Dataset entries
## START

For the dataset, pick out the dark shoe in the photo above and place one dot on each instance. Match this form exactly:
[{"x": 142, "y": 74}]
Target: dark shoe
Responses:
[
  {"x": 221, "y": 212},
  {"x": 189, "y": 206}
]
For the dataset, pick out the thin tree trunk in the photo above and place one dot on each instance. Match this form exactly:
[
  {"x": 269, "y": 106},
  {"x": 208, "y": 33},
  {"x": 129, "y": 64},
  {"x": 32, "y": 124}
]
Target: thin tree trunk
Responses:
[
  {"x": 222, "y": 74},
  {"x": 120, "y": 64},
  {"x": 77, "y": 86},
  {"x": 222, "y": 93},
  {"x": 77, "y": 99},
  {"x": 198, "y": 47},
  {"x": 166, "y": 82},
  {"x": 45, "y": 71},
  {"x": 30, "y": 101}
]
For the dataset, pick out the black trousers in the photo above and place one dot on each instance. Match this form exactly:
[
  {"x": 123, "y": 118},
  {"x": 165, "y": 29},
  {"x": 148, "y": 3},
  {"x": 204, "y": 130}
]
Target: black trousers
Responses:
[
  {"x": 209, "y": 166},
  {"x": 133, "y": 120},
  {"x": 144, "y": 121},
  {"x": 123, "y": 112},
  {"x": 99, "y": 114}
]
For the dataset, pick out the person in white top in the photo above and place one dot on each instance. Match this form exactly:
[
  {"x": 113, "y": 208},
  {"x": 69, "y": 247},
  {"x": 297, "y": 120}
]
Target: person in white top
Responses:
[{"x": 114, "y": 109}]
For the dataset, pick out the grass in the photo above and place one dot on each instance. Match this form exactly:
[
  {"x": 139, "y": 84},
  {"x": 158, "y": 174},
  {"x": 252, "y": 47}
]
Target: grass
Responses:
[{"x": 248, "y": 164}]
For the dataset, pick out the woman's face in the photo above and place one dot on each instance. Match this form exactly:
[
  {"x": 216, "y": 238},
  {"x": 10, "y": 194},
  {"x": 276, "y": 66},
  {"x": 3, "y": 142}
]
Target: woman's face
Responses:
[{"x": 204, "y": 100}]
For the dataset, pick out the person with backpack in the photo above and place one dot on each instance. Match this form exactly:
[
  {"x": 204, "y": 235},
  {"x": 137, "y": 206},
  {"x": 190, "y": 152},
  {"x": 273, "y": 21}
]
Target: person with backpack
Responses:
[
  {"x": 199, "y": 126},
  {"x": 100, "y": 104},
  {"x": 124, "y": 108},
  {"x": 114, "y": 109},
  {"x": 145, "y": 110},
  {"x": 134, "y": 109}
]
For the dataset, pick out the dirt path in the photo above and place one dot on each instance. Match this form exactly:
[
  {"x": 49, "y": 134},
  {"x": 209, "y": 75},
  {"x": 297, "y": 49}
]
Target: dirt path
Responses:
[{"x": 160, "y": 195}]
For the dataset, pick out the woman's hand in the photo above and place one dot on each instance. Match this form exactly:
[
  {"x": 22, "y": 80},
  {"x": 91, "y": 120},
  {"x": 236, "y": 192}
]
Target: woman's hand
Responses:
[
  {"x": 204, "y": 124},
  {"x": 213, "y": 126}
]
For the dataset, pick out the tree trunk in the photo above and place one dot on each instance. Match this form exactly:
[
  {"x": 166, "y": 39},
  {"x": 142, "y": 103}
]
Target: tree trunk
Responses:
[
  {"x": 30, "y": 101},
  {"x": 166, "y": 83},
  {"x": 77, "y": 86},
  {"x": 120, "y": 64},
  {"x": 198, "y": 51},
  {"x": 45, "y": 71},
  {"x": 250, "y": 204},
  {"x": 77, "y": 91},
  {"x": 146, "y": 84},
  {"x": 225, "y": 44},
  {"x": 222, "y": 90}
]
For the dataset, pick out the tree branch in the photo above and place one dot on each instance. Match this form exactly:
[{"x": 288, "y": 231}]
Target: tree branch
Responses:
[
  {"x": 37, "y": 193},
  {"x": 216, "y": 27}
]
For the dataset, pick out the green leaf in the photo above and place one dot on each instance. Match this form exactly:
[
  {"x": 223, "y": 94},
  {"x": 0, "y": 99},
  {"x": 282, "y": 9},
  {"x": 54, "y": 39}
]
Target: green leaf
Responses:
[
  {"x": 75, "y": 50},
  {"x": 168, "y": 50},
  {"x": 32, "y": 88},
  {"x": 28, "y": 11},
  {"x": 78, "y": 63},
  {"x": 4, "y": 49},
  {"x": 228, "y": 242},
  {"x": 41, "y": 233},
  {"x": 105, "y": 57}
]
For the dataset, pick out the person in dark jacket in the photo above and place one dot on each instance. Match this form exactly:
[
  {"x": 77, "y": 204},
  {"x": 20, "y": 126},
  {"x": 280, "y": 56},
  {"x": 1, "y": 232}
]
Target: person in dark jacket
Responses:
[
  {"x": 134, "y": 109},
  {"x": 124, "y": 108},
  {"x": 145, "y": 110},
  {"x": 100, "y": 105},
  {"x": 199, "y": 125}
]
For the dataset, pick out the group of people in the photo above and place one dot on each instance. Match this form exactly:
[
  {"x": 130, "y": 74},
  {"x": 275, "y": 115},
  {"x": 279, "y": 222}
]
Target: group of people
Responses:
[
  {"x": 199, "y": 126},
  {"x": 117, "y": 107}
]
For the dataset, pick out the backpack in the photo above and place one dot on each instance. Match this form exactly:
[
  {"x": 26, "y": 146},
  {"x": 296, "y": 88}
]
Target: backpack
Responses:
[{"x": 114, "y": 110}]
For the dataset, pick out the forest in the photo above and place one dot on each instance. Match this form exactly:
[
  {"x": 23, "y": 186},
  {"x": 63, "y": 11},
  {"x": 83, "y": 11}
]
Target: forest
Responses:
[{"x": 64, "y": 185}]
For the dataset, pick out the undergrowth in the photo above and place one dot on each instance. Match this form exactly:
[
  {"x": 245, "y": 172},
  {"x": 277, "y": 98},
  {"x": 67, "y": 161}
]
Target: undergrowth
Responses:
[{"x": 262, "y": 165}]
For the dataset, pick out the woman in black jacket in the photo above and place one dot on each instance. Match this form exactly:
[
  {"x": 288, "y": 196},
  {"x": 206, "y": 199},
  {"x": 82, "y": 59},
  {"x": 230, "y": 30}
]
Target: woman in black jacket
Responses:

## END

Direction
Give back exactly the lines beginning at the one with "For the dataset, pick out the group" and ending at the final line of the material; both boundary lines belong in it.

Exercise solution
For the dataset, pick out the group of people in the photo above and place one dot on each instance. Match this form exactly:
[
  {"x": 130, "y": 74},
  {"x": 275, "y": 115},
  {"x": 279, "y": 222}
]
Target: group of people
Responses:
[
  {"x": 199, "y": 126},
  {"x": 117, "y": 107}
]
For the dataset, pick out the backpack in the photo above and place one dot on each instance. Match this form exactly:
[
  {"x": 26, "y": 146},
  {"x": 296, "y": 88}
]
Target: backpack
Responses:
[{"x": 114, "y": 110}]
For the dataset, pick out the forest in the photo above and place one dot on each instance. Match this form exactly:
[
  {"x": 23, "y": 186},
  {"x": 63, "y": 11},
  {"x": 83, "y": 11}
]
Target: forest
Responses:
[{"x": 64, "y": 185}]
For the dataset, pick out the undergrowth in the photo above and place one dot on each instance. Match this form exactly:
[
  {"x": 245, "y": 172},
  {"x": 277, "y": 98},
  {"x": 67, "y": 161}
]
Target: undergrowth
Responses:
[{"x": 262, "y": 165}]
For the dataset, pick out the woman in black jacket in the photo above and place one dot on each instance. Match this form exactly:
[
  {"x": 288, "y": 196},
  {"x": 206, "y": 199},
  {"x": 82, "y": 59},
  {"x": 230, "y": 30}
]
Target: woman in black jacket
Responses:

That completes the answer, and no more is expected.